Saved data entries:
#####

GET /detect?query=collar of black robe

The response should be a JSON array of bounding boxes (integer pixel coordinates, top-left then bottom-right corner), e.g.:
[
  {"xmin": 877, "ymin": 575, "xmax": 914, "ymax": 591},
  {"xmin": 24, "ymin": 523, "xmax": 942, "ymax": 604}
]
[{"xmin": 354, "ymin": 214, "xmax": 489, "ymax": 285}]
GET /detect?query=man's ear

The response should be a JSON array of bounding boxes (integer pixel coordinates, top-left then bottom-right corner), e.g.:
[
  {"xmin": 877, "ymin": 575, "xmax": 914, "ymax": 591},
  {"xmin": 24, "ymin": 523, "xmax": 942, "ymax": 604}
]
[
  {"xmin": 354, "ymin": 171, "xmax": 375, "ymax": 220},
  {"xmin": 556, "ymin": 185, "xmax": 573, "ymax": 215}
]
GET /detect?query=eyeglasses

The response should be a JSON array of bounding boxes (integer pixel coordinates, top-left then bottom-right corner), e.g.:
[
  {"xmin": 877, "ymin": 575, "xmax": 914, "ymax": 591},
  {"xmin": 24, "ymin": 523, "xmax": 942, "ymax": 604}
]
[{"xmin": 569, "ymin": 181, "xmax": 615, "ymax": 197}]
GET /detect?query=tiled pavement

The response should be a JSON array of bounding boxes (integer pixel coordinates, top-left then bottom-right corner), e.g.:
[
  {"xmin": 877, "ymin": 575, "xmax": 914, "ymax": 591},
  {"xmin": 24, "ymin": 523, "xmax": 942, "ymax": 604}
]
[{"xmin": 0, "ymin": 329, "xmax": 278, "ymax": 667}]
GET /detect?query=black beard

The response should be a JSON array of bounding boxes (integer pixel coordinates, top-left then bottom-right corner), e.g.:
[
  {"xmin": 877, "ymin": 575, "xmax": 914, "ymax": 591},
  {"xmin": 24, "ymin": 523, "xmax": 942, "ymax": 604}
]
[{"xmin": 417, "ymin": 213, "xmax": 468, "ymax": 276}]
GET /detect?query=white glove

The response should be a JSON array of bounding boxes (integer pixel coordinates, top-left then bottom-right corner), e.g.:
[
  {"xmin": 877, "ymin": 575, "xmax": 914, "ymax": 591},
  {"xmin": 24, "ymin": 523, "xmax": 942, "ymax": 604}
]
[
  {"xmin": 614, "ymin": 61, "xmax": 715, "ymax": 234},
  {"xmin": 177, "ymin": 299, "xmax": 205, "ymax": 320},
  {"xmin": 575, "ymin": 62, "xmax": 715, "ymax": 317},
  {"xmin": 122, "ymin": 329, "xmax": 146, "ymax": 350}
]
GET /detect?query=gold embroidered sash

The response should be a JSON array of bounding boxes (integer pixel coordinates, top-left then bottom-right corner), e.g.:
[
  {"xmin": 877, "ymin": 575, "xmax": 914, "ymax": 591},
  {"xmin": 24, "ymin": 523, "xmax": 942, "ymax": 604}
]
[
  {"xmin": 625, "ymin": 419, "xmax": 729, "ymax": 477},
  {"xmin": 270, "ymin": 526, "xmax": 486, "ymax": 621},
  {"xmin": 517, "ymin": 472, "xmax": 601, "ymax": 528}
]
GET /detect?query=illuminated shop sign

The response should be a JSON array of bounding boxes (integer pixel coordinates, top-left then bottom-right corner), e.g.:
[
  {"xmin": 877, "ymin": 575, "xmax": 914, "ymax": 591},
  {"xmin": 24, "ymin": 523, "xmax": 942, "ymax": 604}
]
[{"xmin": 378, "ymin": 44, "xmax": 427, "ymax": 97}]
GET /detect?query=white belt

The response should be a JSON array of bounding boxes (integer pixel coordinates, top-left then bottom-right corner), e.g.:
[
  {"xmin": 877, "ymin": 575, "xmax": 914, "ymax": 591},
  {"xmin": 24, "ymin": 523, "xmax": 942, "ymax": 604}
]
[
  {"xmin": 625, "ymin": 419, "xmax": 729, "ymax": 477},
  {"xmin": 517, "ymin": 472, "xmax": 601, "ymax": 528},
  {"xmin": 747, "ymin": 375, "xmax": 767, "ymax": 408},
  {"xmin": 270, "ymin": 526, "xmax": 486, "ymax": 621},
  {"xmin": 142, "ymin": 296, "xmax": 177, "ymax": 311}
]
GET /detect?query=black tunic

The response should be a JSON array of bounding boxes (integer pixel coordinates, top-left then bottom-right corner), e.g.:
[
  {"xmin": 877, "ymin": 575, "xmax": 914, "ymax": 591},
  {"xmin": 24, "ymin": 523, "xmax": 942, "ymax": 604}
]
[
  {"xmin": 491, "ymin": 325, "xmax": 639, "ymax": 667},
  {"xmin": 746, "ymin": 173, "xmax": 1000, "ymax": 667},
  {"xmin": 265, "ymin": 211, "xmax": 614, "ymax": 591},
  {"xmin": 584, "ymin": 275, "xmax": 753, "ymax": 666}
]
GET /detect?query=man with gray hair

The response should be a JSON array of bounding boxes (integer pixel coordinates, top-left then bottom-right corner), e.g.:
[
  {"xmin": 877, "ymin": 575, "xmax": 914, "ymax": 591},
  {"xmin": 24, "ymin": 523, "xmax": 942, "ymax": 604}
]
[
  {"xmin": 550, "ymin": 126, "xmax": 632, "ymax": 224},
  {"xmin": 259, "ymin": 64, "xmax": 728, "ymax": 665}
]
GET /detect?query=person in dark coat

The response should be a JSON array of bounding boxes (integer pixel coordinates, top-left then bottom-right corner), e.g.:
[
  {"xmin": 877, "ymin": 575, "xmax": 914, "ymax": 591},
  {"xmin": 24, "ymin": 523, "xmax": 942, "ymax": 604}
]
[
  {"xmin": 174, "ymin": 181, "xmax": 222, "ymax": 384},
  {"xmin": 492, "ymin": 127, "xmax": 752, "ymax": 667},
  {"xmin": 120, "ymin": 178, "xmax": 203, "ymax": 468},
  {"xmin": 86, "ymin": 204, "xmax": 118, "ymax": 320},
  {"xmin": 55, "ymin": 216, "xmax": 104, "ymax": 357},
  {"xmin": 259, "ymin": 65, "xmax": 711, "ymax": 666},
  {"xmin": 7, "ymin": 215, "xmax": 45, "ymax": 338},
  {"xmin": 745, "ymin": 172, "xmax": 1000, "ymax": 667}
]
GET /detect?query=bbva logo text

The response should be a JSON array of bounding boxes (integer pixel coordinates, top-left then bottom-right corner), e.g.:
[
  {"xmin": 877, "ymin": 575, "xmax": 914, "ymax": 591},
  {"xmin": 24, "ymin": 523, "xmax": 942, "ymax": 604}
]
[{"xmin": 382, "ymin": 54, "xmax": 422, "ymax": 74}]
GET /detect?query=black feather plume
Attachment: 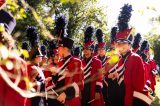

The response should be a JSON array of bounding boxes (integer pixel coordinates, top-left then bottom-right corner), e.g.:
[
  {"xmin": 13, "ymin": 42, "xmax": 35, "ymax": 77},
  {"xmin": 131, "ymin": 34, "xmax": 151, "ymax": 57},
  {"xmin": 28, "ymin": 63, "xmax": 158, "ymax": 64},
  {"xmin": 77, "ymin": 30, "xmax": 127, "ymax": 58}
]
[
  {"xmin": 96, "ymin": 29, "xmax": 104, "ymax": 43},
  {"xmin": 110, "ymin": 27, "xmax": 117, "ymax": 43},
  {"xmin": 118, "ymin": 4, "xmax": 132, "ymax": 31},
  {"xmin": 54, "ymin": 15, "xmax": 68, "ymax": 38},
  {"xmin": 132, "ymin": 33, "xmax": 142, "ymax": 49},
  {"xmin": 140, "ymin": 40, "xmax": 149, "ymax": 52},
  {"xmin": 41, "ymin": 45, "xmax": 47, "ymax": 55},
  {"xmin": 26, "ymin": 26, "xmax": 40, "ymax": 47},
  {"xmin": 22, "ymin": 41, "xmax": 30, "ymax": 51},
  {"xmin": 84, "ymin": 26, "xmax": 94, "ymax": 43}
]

#####

## SHORT EXERCISE
Show each line of the rows above that contains the word "black". Copy every such line unchanged.

## SOLUTION TO THE PROBLEM
GET /detect?query=collar of black robe
GET /detect?query=black beard
GET /detect?query=black tunic
GET /detect?query=black feather plume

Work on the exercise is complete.